## TASK INSTRUCTIONS
Print every line of the listing below word for word, but leave the pictures out.

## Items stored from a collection
..........
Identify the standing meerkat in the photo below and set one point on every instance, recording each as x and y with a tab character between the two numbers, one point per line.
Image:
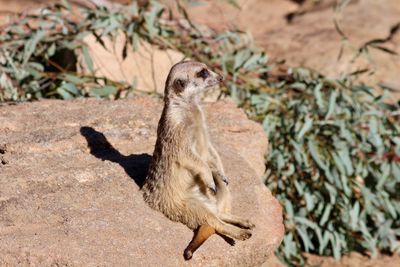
186	179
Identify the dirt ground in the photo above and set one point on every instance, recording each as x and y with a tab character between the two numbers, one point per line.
311	40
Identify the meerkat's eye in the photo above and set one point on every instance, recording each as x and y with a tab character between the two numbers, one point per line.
204	73
179	85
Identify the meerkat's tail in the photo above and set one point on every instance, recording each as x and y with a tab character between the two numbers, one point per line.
..........
## WRITTEN SOLUTION
Identify the standing meerkat in the photo below and set one point on every instance, recording each as x and y with a tab character between the two numbers, one point per line.
Image:
186	179
Identify the dirt ground in the photo above and set one point on every instance, recording each as x and y with a tab character between the two numbers, one point per line.
311	40
Identify the meerkat's eye in the photo above and set one point on every instance, recording each as x and y with a tab character between the two numbers, one point per line.
204	73
179	85
Identify the meerkat's tail in the photo above and set one point on every instance, recording each as x and y with a tab character between the two numbers, one point per line.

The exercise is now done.